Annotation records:
·····

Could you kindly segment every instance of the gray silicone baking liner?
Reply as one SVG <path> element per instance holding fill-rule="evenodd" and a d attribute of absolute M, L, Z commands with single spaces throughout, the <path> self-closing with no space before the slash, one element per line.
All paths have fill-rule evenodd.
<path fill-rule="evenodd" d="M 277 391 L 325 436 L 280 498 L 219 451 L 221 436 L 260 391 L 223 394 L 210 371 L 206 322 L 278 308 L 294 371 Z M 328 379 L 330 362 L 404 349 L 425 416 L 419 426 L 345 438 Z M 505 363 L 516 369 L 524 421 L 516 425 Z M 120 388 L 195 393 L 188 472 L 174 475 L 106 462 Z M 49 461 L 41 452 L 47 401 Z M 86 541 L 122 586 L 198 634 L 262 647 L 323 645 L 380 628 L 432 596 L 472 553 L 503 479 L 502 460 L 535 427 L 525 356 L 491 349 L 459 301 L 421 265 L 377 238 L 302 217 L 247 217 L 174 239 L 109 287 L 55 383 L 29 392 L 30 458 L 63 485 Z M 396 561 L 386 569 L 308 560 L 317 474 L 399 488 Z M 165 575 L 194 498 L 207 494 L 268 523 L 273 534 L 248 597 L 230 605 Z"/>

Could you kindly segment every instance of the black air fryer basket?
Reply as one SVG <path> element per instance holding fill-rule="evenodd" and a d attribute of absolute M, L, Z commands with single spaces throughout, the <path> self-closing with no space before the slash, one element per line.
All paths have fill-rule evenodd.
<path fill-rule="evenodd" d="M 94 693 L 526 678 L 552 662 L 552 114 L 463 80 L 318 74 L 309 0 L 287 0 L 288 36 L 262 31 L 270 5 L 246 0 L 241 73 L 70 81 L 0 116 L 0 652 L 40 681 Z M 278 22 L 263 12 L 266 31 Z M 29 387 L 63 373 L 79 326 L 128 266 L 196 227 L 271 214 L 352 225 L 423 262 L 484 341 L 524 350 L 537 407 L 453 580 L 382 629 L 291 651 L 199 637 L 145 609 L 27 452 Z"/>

·····

◆ **What to work on**
Update the data above by replacing "Could you kindly segment" with "Please segment" in every record, leaving everything else unchanged.

◆ **Answer in full**
Please segment every instance of the gray silicone baking liner?
Reply as one SVG <path> element per instance holding fill-rule="evenodd" and a d attribute of absolute M, L, Z commands with single spaces throughout, the <path> self-closing with no space before the slash, one element per line.
All paths have fill-rule evenodd.
<path fill-rule="evenodd" d="M 277 391 L 325 436 L 280 498 L 219 451 L 221 436 L 260 391 L 223 394 L 210 371 L 206 322 L 278 308 L 294 371 Z M 328 379 L 330 362 L 404 349 L 425 416 L 419 426 L 345 438 Z M 505 363 L 516 369 L 524 421 L 516 425 Z M 120 388 L 195 393 L 188 472 L 174 475 L 106 462 Z M 49 461 L 41 452 L 47 401 Z M 86 541 L 122 586 L 198 634 L 262 647 L 323 645 L 380 628 L 432 596 L 472 553 L 503 479 L 502 460 L 535 427 L 525 356 L 491 349 L 459 301 L 421 265 L 377 238 L 302 217 L 247 217 L 174 239 L 109 287 L 55 383 L 29 392 L 30 458 L 63 485 Z M 396 561 L 386 569 L 308 560 L 317 474 L 399 488 Z M 165 575 L 194 498 L 207 494 L 268 523 L 273 534 L 248 597 L 230 605 Z"/>

Please segment every instance of the black air fryer basket?
Reply as one SVG <path> element per instance holding fill-rule="evenodd" and a d attribute of absolute M, L, Z commands with single spaces throughout, the <path> self-closing with no space before the slash, one element per line.
All paths have fill-rule evenodd.
<path fill-rule="evenodd" d="M 94 693 L 526 678 L 552 662 L 552 114 L 463 80 L 318 74 L 309 0 L 287 0 L 288 36 L 262 31 L 270 5 L 246 0 L 241 73 L 70 81 L 0 116 L 0 652 L 40 681 Z M 278 22 L 263 12 L 266 31 Z M 29 387 L 63 373 L 79 326 L 128 266 L 196 227 L 271 214 L 352 225 L 423 262 L 484 341 L 524 350 L 537 407 L 453 580 L 382 629 L 291 651 L 199 637 L 145 609 L 27 452 Z"/>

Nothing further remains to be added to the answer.